## Provided text
<<<<
The e-commerce giant has been looking to scale back its warehouse network and lease out spaces inside the facilities. The firm has also closed other services including Amazon Care, its primary health care service.
Amazon reported lackluster earnings in October, missing analysts’ revenue expectations and issuing lower fourth quarter guidance than analysts predicted. Shares of Amazon are down 40% year-to-date.
Amazon joins a growing number of tech companies that have either laid off employees or instituted hiring freezes. Social media giant Meta laid off 11,000 workers just last week amid a decline in ad sales, while Twitter cut 3,700 jobs following the takeover of billionaire Tesla CEO Elon Musk. Snap laid off some 20% of its workforce, while Lyft dropped 683 employees.
Amazon’s Alexa division is designed to get customers to sign up for the company’s Prime services. Devices include Amazon’s Echo, Echo Dot, Echo Show, and myriad home automation products that interact with the voice assistant.
The company has been pouring cash into the initiative for years, developing a slew of new gadgets including Alexa compatible security cameras to smart glasses that allow you to access Alexa, make calls, and listen to music.
But e-commerce sales are slumping as consumers return to physical stores or cut back on spending, forcing Amazon to retool its business and improve its profitability.
>>>>
## Material provided
<<<<
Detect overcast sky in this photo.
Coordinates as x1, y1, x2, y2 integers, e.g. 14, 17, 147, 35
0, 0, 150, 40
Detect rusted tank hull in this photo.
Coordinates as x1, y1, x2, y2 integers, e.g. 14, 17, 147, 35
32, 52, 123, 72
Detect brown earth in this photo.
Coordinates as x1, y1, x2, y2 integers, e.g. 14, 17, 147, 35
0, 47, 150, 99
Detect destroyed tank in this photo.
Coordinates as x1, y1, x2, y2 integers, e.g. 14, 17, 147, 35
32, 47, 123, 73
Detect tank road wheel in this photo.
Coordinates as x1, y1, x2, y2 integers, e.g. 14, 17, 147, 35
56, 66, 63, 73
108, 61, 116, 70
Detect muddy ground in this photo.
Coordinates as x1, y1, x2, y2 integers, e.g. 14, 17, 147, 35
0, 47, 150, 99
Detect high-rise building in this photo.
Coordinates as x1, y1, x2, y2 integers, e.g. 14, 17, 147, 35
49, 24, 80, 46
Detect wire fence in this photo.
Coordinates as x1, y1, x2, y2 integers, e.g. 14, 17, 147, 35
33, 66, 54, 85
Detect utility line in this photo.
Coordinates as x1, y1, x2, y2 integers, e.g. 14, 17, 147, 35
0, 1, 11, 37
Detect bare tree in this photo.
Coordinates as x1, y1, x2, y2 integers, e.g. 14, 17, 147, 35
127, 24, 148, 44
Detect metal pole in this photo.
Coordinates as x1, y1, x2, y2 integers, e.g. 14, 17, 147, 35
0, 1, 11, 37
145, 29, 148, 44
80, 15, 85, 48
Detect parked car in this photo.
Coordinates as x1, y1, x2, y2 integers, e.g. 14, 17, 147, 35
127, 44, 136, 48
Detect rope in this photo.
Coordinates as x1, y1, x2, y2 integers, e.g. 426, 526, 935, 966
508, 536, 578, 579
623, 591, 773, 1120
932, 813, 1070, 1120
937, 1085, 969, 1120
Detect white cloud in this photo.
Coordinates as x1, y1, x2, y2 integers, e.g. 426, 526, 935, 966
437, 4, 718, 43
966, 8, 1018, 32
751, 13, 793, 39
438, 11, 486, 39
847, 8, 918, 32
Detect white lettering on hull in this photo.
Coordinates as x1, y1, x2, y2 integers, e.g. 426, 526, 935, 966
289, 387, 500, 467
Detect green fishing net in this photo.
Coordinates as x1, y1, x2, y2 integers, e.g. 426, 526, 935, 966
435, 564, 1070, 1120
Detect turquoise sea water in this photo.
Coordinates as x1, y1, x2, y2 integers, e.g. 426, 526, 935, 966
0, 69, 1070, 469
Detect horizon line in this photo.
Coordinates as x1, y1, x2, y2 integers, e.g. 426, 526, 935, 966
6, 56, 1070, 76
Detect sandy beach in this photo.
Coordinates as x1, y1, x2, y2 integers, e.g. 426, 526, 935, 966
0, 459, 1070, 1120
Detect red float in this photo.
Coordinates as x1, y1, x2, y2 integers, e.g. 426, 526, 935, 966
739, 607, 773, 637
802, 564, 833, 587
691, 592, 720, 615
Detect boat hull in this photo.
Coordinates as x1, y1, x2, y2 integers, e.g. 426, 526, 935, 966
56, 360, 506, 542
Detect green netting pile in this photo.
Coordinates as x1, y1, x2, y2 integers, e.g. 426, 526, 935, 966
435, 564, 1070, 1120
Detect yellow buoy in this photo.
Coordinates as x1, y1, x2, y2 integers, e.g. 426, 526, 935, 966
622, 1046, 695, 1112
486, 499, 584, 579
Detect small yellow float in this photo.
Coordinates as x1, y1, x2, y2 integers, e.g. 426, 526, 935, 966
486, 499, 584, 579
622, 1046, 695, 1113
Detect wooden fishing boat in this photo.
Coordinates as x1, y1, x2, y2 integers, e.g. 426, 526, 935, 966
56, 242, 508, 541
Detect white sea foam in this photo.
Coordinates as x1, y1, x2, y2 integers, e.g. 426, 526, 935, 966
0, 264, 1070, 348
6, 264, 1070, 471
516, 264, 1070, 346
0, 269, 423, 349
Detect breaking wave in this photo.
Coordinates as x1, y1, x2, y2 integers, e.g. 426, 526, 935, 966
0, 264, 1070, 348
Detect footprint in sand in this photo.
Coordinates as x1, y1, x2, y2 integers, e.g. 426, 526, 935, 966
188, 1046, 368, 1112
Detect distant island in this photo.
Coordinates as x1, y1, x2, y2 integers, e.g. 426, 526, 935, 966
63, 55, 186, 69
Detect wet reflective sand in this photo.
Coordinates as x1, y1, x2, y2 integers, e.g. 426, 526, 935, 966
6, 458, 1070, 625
>>>>
## Short problem 1
Answer these questions using the Amazon passage:
(a) By what percentage are Amazon shares down year-to-date?
(b) How many workers did Meta lay off?
(c) What is Amazon's Alexa division designed to get customers to do?
## Short problem 2
Quote the Amazon passage word for word, starting at the words "Amazon reported lackluster" and stopping after the words "down 40% year-to-date.".

## Correct result 1
(a) 40%
(b) 11,000
(c) Sign up for the company's Prime services

## Correct result 2
Amazon reported lackluster earnings in October, missing analysts’ revenue expectations and issuing lower fourth quarter guidance than analysts predicted. Shares of Amazon are down 40% year-to-date.